Description of the task:
Please gather every line in the entries below that contains the word "pink" and copy each one out. Matching is case-sensitive.

Listed records:

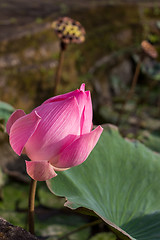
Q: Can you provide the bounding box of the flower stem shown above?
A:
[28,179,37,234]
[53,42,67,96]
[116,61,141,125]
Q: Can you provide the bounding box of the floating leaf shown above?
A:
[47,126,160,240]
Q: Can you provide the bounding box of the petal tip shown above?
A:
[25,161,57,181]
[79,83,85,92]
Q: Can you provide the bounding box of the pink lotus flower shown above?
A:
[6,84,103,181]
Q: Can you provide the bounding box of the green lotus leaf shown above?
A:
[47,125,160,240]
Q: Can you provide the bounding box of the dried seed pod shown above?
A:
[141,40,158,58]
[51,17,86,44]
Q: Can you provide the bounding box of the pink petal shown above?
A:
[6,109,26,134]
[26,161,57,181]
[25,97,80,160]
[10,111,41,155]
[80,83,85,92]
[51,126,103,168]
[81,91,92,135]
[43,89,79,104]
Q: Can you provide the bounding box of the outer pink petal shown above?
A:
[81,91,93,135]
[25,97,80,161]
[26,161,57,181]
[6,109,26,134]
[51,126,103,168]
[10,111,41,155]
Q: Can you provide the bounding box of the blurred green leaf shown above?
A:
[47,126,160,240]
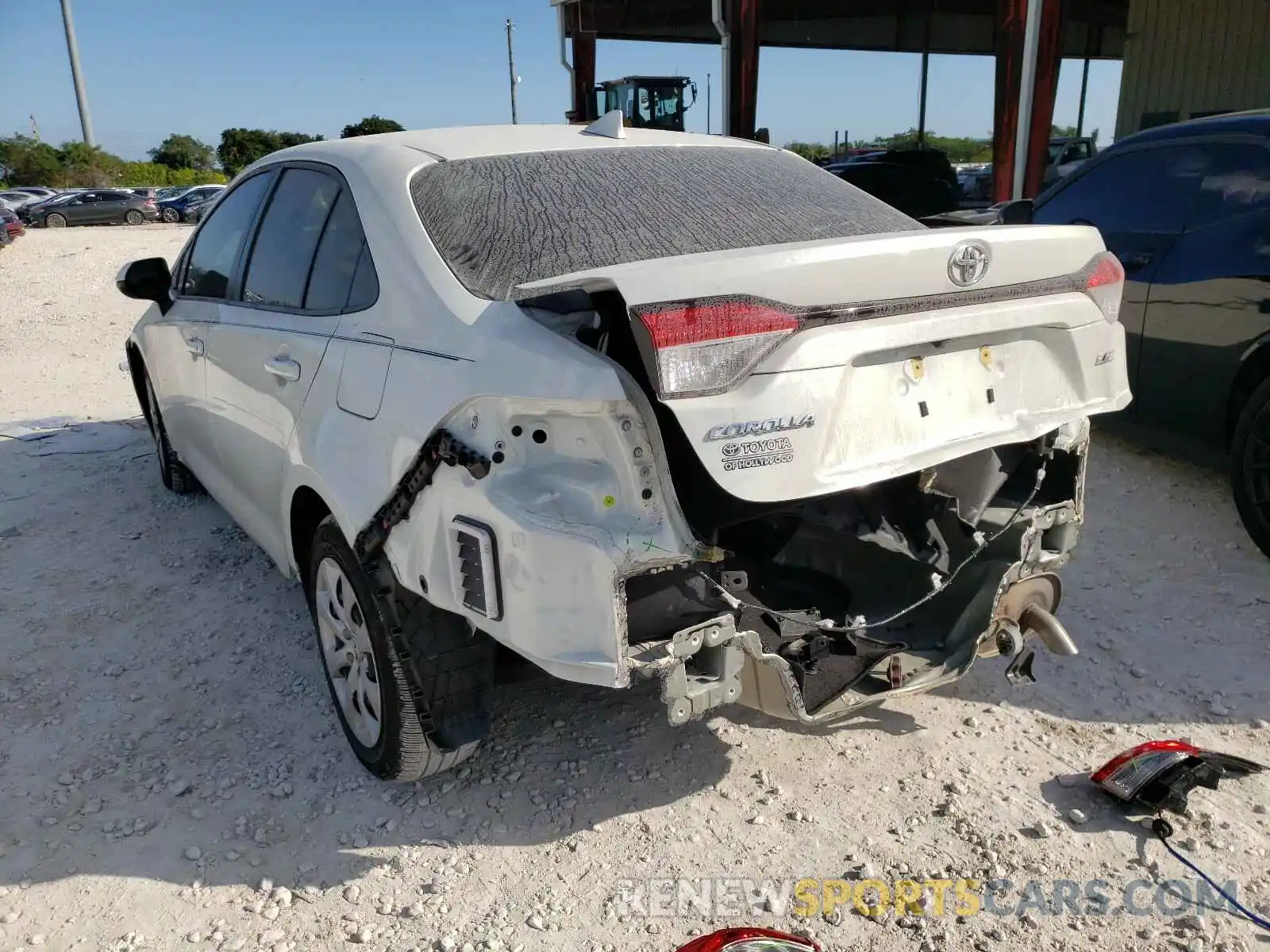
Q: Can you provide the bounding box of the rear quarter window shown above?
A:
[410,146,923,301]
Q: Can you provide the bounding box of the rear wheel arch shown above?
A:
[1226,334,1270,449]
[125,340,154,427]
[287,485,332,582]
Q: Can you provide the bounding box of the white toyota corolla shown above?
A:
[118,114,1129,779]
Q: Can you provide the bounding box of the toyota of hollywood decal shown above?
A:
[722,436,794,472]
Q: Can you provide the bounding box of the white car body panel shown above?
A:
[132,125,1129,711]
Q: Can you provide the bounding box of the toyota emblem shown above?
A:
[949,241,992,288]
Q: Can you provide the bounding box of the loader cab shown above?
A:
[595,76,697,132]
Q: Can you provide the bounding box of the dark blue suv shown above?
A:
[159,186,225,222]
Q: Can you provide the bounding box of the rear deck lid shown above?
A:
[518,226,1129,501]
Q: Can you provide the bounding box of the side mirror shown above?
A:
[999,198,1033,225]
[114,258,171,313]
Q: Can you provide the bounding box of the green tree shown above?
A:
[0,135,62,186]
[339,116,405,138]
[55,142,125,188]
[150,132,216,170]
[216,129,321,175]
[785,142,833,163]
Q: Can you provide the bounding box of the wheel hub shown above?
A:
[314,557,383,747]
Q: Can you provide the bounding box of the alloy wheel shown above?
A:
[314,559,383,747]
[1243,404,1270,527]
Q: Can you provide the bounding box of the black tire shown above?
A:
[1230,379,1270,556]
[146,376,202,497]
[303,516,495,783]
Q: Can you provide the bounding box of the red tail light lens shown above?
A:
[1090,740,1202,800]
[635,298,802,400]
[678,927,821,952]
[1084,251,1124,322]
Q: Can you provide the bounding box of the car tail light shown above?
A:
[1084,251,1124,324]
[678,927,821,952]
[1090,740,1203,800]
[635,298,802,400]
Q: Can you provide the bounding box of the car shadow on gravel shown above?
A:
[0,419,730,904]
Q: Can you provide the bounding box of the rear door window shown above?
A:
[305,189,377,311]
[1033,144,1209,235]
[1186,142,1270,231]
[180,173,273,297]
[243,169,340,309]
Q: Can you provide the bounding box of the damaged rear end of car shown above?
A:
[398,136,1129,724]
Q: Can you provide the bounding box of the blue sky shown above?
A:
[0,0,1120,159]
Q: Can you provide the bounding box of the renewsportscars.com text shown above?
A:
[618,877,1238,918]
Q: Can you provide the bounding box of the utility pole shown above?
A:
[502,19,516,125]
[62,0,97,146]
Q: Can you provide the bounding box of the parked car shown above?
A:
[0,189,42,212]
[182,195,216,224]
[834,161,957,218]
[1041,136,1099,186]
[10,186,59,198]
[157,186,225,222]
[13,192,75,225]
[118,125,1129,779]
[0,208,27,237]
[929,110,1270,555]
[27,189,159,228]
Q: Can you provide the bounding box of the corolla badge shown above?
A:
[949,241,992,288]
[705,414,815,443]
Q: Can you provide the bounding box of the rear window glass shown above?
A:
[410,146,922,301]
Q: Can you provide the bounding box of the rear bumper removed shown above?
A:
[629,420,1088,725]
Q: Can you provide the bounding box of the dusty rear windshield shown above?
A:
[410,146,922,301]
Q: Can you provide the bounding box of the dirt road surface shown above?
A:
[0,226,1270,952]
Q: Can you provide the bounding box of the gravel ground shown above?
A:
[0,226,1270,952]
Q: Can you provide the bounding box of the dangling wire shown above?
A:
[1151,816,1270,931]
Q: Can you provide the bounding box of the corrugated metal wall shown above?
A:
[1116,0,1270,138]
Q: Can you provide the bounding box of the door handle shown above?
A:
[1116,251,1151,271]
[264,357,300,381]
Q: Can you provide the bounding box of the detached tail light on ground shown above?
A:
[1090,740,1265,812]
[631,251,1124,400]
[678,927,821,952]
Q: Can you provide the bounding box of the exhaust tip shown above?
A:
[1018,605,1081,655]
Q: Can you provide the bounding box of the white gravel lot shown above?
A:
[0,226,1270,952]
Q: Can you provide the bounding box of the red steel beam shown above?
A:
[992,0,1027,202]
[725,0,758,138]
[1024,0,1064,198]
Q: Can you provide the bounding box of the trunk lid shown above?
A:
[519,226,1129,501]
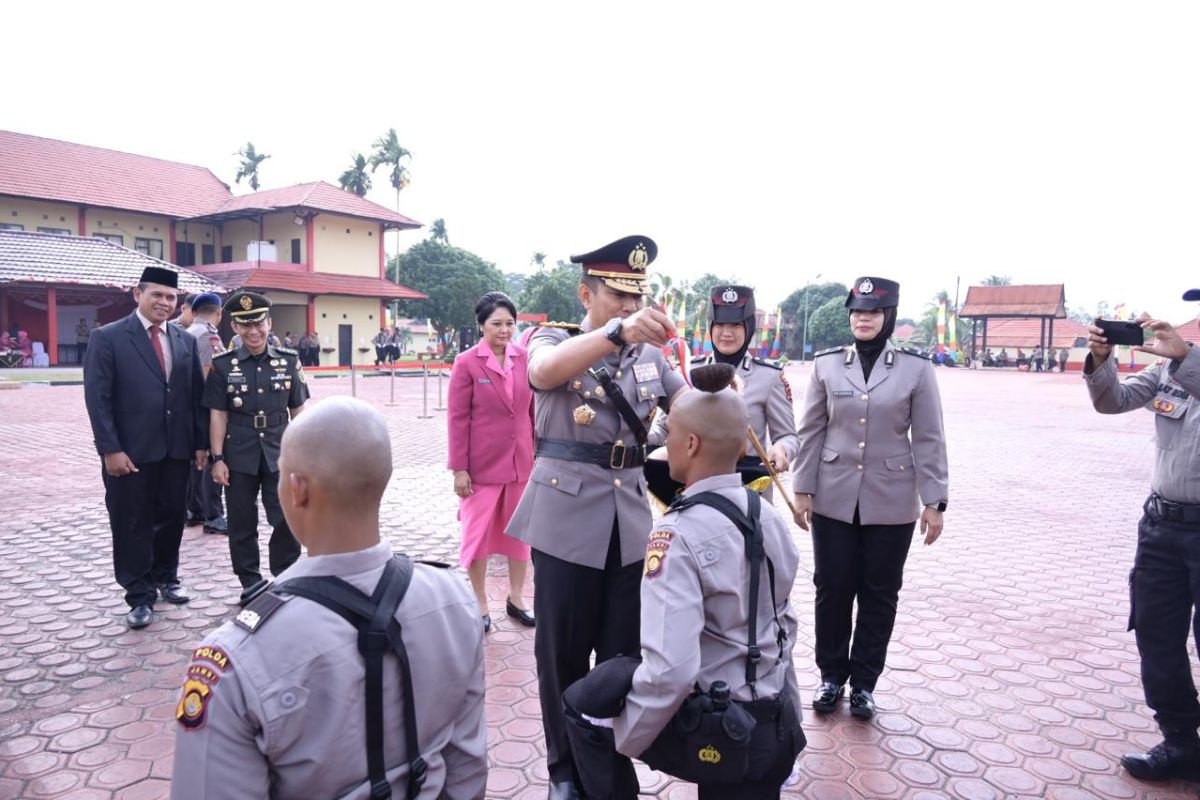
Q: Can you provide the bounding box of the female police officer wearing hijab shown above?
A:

Worked answer:
Q: Can you provide the bounding box of the pink lotus flower shown above?
Q: Can you provide the bounding box of the pink petal shown above?
Q: Can you provide the bounding box of the outer pink petal shown above?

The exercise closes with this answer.